- _PASSAGE SHOWN_:
================
While exploring a remote section of the Sonoran Desert at Imperial National Wildlife Refuge several years ago, I halted at the sound of a rattle and searched for its owner. Chuck was exploring a ways away, and when I spotted the diamondback, I called him over. The snake was coiled near a creosote bush, rattle pointing up from its coils. “Isn’t he beautiful?” I remarked when Chuck arrived.
At one time I feared snakes, especially rattlesnakes, and would not have known what to do if I encountered one. But after years of volunteering with the Denver Zoo and U.S. Fish & Wildlife, I learned about snakes and began to appreciate their needs, their uniqueness, their impact in the wild.
It’s always exciting to see a rattlesnake in the wild. But where can you go to see them closeup, learn about them, and view the many different species of rattlesnakes?
Albuquerque, New Mexico, is home to a museum mostly devoted to rattlesnakes. The American International Rattlesnake Museum must be doing something right judging from the numerous visitors the day we visited. With the most diverse collection of rattlesnakes in the world, this museum exists to educate visitors about this much maligned species, as well as helping people overcome their fears and dispel snake myths.
================
- _PROVIDED RECORDS_:
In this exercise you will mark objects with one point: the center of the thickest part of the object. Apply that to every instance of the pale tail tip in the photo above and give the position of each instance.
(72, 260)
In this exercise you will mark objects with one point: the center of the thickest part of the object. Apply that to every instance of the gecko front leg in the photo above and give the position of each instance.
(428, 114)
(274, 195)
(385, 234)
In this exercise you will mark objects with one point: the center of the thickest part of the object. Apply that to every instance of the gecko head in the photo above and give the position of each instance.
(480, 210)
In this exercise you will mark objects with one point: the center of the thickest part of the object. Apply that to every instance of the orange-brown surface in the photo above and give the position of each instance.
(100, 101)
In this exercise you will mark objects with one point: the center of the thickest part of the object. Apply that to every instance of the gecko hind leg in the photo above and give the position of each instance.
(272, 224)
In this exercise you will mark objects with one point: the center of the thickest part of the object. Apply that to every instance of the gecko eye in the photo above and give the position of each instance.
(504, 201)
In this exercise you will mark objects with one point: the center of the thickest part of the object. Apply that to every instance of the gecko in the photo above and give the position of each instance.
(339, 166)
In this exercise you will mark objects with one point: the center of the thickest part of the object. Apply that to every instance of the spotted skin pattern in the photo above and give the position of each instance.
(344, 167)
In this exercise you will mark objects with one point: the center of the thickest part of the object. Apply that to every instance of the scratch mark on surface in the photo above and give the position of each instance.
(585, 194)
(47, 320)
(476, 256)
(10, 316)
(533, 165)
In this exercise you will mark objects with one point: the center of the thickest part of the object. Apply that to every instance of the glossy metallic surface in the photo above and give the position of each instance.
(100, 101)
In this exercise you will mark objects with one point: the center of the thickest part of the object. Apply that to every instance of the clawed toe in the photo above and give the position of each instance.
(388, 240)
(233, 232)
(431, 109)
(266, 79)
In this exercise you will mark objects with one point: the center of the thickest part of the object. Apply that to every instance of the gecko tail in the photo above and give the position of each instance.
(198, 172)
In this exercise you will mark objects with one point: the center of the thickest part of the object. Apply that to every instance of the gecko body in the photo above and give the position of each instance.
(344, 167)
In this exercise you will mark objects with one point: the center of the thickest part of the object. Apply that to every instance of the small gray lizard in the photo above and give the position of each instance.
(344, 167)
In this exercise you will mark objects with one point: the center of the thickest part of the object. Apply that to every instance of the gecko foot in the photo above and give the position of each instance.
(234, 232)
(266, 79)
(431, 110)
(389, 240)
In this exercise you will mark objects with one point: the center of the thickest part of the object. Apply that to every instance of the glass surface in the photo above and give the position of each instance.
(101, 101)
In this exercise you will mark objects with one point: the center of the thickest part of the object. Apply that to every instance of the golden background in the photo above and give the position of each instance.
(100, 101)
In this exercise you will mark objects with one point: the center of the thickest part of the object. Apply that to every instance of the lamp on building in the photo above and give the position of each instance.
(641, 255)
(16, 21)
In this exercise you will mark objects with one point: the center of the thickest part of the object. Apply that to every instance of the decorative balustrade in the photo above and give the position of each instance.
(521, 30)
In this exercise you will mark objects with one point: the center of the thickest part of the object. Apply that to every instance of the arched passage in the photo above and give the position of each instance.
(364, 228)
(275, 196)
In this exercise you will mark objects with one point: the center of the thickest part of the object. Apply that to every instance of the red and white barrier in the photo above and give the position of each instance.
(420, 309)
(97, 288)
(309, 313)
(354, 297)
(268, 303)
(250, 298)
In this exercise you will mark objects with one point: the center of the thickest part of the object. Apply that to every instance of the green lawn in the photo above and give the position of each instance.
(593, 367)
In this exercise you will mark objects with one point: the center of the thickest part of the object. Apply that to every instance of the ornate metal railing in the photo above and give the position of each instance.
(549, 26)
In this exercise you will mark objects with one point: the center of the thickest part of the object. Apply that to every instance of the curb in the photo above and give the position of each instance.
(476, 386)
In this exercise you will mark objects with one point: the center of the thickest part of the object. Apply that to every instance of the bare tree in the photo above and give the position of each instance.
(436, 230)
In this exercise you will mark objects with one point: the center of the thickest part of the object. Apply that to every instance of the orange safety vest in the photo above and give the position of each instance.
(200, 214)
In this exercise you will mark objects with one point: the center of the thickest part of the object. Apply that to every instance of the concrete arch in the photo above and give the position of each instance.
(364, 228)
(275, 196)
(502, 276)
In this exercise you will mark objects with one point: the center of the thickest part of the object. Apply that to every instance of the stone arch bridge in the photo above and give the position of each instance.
================
- _WHAT IS BEING ASKED_: Can you copy word for word the section of the rattlesnake passage above that opens with the words containing "Albuquerque, New Mexico, is" and closes with "dispel snake myths."?

- _THE COMPLETED TASK_:
Albuquerque, New Mexico, is home to a museum mostly devoted to rattlesnakes. The American International Rattlesnake Museum must be doing something right judging from the numerous visitors the day we visited. With the most diverse collection of rattlesnakes in the world, this museum exists to educate visitors about this much maligned species, as well as helping people overcome their fears and dispel snake myths.